Dominique Patient a suffisamment rencontré de vignerons pour constater que beaucoup d'entre eux peinent à présenter des tarifs professionnels cohérents. « Nous les aidons pour cela, si c'est nécessaire. Nous les encourageons également à se faire connaître via la presse, les concours... » DVP se veut le « bras droit des domaines » en matière de commercialisation. Une relation de confiance grâce à une transparence totale : « Les domaines savent où vont leurs vins et à quel prix nous les revendons », assure Dominique Patient.
Une fois le vin acheté et stocké sur deux sites (Béziers et Dijon), DVP le distribue. C'est le coeur de son métier. « Nous sommes des commerçants et des spécialistes, indique le directeur général. Et nous aussi, nous racontons des histoires aux acheteurs ! Ce ne sont pas forcément les mêmes que celles que les consommateurs aiment entendre, mais cela reste nécessaire. » Un acheteur sera davantage touché d'apprendre qu'un domaine évolue vers le bio ou de connaître les difficultés qu'il a rencontrées durant l'année plutôt que de se faire raconter l'histoire de six générations de vignerons.

########################################

*DÉTAILS DE LA TÂCHE:* Recopiez le passage du texte sur DVP compris entre "Une fois le" et "générations de vignerons.", bornes incluses, en rebaptisant "Béziers" en "Montpellier", s'il vous plaît. Les données présentées ensuite ne jouent aucun rôle ici.

########################################

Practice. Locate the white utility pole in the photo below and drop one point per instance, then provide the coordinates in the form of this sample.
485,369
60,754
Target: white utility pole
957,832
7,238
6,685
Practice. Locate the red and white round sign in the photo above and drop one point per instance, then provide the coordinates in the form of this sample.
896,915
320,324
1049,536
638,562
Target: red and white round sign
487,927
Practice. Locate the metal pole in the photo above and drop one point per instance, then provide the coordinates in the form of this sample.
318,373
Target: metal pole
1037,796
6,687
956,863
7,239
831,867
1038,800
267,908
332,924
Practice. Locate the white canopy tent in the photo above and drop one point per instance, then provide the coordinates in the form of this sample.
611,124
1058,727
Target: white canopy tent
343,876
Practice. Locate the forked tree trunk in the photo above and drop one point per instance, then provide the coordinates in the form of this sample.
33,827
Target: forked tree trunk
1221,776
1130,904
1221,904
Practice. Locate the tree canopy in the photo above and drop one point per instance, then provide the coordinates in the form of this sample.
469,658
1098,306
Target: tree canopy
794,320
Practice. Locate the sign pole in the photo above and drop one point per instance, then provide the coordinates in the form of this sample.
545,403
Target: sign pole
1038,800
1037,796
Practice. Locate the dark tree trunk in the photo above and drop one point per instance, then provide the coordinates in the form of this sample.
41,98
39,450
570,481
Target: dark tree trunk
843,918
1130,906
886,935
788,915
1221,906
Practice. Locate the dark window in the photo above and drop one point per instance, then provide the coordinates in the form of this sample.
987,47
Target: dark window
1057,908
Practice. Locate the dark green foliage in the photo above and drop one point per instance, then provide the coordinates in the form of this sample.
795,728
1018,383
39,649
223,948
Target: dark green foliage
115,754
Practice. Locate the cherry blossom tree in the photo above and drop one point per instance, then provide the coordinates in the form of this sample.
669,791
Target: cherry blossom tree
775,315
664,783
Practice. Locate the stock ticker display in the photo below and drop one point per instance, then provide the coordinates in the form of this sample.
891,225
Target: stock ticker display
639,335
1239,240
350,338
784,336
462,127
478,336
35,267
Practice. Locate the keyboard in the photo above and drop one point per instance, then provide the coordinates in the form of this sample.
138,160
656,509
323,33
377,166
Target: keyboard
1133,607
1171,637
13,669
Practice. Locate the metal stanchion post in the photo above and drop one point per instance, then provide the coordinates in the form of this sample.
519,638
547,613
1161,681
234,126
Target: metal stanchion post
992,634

########################################

*RÉSULTAT OBTENU:*
Une fois le vin acheté et stocké sur deux sites (Montpellier et Dijon), DVP le distribue. C'est le coeur de son métier. « Nous sommes des commerçants et des spécialistes, indique le directeur général. Et nous aussi, nous racontons des histoires aux acheteurs ! Ce ne sont pas forcément les mêmes que celles que les consommateurs aiment entendre, mais cela reste nécessaire. » Un acheteur sera davantage touché d'apprendre qu'un domaine évolue vers le bio ou de connaître les difficultés qu'il a rencontrées durant l'année plutôt que de se faire raconter l'histoire de six générations de vignerons.